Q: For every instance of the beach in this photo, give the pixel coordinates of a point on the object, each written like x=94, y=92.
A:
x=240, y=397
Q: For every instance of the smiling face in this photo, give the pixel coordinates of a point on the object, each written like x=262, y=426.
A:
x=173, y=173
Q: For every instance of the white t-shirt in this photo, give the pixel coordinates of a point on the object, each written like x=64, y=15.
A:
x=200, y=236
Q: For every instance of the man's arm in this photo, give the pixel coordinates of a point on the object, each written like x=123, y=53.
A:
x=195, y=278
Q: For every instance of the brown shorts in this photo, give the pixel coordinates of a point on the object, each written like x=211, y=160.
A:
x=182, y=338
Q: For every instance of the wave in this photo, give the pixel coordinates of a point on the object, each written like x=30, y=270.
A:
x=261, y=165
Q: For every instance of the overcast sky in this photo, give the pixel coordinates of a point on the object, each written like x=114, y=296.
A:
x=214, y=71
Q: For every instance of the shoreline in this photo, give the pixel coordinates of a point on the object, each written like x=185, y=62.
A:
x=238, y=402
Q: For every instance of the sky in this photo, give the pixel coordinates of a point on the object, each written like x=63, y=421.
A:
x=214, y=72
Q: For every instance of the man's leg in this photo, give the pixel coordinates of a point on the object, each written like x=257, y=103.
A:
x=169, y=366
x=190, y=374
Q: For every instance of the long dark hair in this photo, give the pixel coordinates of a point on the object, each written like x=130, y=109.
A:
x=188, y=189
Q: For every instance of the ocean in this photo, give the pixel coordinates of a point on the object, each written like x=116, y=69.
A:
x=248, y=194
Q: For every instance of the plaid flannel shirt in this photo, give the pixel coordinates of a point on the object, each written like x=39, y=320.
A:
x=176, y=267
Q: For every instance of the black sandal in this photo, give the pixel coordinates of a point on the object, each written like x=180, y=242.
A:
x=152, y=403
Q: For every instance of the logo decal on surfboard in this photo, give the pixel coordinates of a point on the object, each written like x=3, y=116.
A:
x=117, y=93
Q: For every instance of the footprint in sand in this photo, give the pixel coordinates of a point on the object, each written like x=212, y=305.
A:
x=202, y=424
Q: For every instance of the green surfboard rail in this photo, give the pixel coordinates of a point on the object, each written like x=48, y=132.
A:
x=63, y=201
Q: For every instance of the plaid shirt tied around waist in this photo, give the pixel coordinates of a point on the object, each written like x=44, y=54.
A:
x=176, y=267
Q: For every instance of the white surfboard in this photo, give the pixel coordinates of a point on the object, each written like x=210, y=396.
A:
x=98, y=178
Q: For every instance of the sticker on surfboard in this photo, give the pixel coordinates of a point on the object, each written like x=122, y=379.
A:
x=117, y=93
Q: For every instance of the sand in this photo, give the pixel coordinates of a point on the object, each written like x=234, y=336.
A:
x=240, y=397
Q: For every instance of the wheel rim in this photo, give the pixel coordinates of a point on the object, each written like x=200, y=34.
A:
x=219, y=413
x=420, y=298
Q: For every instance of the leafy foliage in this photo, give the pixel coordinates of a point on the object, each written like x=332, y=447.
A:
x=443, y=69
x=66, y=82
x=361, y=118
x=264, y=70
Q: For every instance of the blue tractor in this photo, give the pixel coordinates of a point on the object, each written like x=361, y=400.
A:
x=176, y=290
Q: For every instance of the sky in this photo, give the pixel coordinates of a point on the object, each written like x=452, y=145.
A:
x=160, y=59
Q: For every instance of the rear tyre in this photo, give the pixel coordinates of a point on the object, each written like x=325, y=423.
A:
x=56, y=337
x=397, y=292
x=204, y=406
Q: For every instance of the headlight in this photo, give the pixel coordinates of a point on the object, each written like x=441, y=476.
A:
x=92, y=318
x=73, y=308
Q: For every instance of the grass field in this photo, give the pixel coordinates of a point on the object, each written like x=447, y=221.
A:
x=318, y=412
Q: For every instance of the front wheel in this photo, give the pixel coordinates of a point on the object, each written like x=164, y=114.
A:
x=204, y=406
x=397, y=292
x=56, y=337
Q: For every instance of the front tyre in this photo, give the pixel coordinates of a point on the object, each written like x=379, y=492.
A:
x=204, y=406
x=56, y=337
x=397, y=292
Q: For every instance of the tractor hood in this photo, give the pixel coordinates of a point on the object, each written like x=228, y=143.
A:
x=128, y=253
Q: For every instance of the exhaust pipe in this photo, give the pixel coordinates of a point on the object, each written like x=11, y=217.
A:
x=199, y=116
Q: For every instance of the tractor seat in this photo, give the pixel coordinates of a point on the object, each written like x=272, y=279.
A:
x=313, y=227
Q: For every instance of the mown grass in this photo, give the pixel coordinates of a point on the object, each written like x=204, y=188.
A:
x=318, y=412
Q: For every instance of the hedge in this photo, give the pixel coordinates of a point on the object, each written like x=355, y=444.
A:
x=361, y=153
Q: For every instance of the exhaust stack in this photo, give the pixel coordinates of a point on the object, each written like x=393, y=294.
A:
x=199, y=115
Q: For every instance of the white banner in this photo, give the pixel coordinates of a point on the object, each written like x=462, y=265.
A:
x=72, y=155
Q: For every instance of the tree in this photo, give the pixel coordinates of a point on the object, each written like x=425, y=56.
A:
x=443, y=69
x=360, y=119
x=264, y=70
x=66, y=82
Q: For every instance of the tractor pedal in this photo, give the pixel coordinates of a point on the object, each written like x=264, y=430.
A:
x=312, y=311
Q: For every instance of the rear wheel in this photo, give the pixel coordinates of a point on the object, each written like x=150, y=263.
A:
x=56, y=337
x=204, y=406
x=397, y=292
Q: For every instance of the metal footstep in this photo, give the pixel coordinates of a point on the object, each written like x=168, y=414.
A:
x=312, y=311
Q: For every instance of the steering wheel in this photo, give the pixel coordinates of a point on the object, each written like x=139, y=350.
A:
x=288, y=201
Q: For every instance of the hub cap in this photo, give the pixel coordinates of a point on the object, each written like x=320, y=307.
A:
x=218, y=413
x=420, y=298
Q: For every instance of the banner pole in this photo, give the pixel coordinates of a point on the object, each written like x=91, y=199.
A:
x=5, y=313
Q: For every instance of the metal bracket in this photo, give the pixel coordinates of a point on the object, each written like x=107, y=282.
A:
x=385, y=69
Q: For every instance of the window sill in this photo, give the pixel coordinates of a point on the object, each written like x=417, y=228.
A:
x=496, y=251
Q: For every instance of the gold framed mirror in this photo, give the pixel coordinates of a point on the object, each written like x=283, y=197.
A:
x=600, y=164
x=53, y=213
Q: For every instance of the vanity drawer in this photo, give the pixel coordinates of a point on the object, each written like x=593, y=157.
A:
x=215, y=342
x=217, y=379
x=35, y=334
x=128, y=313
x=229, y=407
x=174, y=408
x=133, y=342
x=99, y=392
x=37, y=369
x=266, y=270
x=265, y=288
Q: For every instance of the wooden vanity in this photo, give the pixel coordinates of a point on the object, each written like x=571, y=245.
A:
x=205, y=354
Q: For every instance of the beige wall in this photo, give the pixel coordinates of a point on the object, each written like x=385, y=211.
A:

**Work to complete**:
Type the whole listing again, unaltered.

**Result**:
Q: For every instance of the beach in this photo, give the pixel coordinates of a point on the object, each written like x=94, y=92.
A:
x=240, y=397
Q: For every instance of the smiling face in this photo, give the pixel coordinates of a point on the object, each written like x=262, y=426.
A:
x=173, y=173
Q: For every instance of the white t-shirt in this photo, give the pixel coordinates of a point on the object, each written like x=64, y=15.
A:
x=200, y=236
Q: For every instance of the man's arm in this photo, give the pixel coordinates of a point on the object, each written like x=123, y=53.
A:
x=195, y=278
Q: For every instance of the brown shorts in this photo, give the pixel coordinates of a point on the object, each written like x=211, y=160.
A:
x=182, y=338
Q: For every instance of the wave in this photo, give the pixel coordinates of a point on the object, each written like x=30, y=270.
A:
x=261, y=165
Q: For every instance of the overcast sky in this photo, give the pixel coordinates of a point on the object, each written like x=114, y=296.
A:
x=214, y=71
Q: For every instance of the shoreline in this photo, give the pixel coordinates of a point on the object, each written like x=185, y=62.
A:
x=238, y=402
Q: For every instance of the sky in this photo, give the pixel coordinates of a point on the object, each written like x=63, y=421.
A:
x=214, y=72
Q: For every instance of the man's leg in this photo, give the pixel coordinates of a point on the object, each written like x=257, y=103.
A:
x=169, y=366
x=190, y=374
Q: For every instance of the long dark hair in this photo, give the pixel coordinates of a point on the object, each written like x=130, y=109.
A:
x=188, y=189
Q: For every instance of the ocean in this photo, give the pixel coordinates of a point on the object, each written like x=116, y=69.
A:
x=248, y=194
Q: For every instance of the plaid flannel shirt in this photo, give the pixel coordinates of a point on the object, each written like x=39, y=320.
A:
x=176, y=267
Q: For every instance of the black sandal in this photo, give the pixel coordinates of a point on the object, each written like x=180, y=242.
A:
x=152, y=403
Q: For every instance of the logo decal on surfboard in this photo, give the pixel coordinates of a point on the object, each written like x=3, y=116.
A:
x=117, y=93
Q: For every instance of the footprint in sand in this photo, give the pixel coordinates of a point on the object, each written like x=212, y=305.
A:
x=202, y=424
Q: For every instance of the green surfboard rail in this photo, give the pixel coordinates of a point on the object, each written like x=48, y=132.
A:
x=63, y=201
Q: For every instance of the plaid shirt tied around waist in this photo, give the pixel coordinates of a point on the object, each written like x=44, y=54.
A:
x=176, y=267
Q: For every instance of the white surfboard in this photo, give the pixel coordinates of a point on the object, each written like x=210, y=396.
A:
x=98, y=178
Q: For every instance of the sticker on surfboard in this photo, give the pixel coordinates of a point on the object, each written like x=122, y=379.
A:
x=117, y=93
Q: For every instance of the sand in this photo, give the pixel coordinates of a point on the object, each written like x=234, y=336.
A:
x=240, y=397
Q: For every instance of the wheel rim in this photo, give the pixel coordinates of a point on the object, each written like x=200, y=34.
A:
x=219, y=413
x=420, y=298
Q: For every instance of the leafy foliage in this photo, give the pixel coordinates of a point on the object, each written like x=332, y=447.
A:
x=443, y=69
x=66, y=82
x=361, y=118
x=264, y=70
Q: For every instance of the blue tractor in this photo, give the pixel coordinates of a point on the object, each written like x=361, y=400.
A:
x=176, y=290
Q: For every instance of the sky in this photo, give the pixel coordinates of a point on the object, each written like x=452, y=145.
A:
x=160, y=59
Q: For every instance of the rear tyre in this photo, give the pixel coordinates of a point on the object, each written like x=325, y=423.
A:
x=56, y=337
x=397, y=292
x=204, y=406
Q: For every instance of the headlight in this photo, give the pixel coordinates of a point on the object, each written like x=441, y=476.
A:
x=92, y=318
x=73, y=308
Q: For every instance of the grass field in this photo, give the pixel coordinates of a point on the object, each written like x=447, y=221.
A:
x=318, y=412
Q: For every instance of the front wheel in this photo, give the pixel coordinates of a point on the object, each written like x=164, y=114.
A:
x=204, y=406
x=397, y=292
x=56, y=337
Q: For every instance of the front tyre in this photo, give the pixel coordinates of a point on the object, each written like x=379, y=492.
A:
x=204, y=406
x=56, y=337
x=397, y=292
Q: For every instance of the tractor hood in this photo, give the pixel coordinates of a point on the object, each written like x=228, y=143.
A:
x=128, y=253
Q: For every instance of the exhaust pipe in this photo, give the pixel coordinates of a point on the object, each written like x=11, y=217.
A:
x=199, y=116
Q: For every instance of the tractor seat in this photo, give the pixel coordinates of a point on the object, each written like x=272, y=279.
A:
x=313, y=227
Q: For every instance of the mown grass in this photo, give the pixel coordinates of a point on the object, each written like x=204, y=188.
A:
x=318, y=412
Q: For every instance of the hedge in this photo, give the pixel coordinates of a point on the object, each written like x=355, y=444.
A:
x=361, y=153
Q: For every instance of the exhaust stack in this photo, give the pixel coordinates of a point on the object, each written like x=393, y=294.
A:
x=199, y=115
Q: For every instance of the white banner in this photo, give the pixel coordinates of a point on the object, each written like x=462, y=265.
A:
x=72, y=155
Q: For every instance of the tree in this photo, give the pixel coordinates of a point on the object, each written like x=425, y=56.
A:
x=443, y=69
x=360, y=119
x=264, y=70
x=66, y=82
Q: For every instance of the tractor pedal in this photo, give the pixel coordinates of a point on the object, each written like x=264, y=430.
A:
x=312, y=311
Q: For every instance of the rear wheel in this photo, give the pixel coordinates of a point on the object, each written like x=150, y=263.
A:
x=56, y=337
x=204, y=406
x=397, y=292
Q: For every instance of the metal footstep in this photo, give the pixel coordinates of a point on the object, each written like x=168, y=414.
A:
x=312, y=311
Q: For every instance of the steering wheel in this photo, give the pixel coordinates of a point on the object, each written like x=139, y=350.
A:
x=288, y=201
Q: For every instance of the hub cap in this photo, give the pixel coordinates of a point on the object, each written like x=320, y=307.
A:
x=218, y=413
x=420, y=298
Q: For every instance of the banner pole in this photo, give the pixel coordinates of a point on the object, each written like x=91, y=199.
A:
x=5, y=313
Q: For every instance of the metal bracket in this photo, give the pixel coordinates of a point on the object, each written like x=107, y=282.
A:
x=385, y=69
Q: For every instance of the window sill in this photo, give the pixel coordinates of a point on the object, each written like x=417, y=228.
A:
x=496, y=251
Q: For every instance of the gold framed mirror in this photo, give the pixel coordinates of a point on the object, each written like x=283, y=197.
A:
x=600, y=164
x=53, y=213
Q: For every instance of the vanity drawer in this photo, give the pixel coordinates of a point on the object, each written like x=593, y=157.
A:
x=215, y=342
x=217, y=379
x=35, y=334
x=128, y=313
x=229, y=407
x=174, y=408
x=133, y=342
x=99, y=392
x=37, y=369
x=266, y=270
x=265, y=288
Q: For every instance of the wooden vanity in this photo, give the pixel coordinates of a point on the object, each written like x=571, y=245.
A:
x=205, y=354
Q: For every instance of the beige wall in this photo, give the pixel coordinates of a point on the object, each written like x=385, y=211.
A:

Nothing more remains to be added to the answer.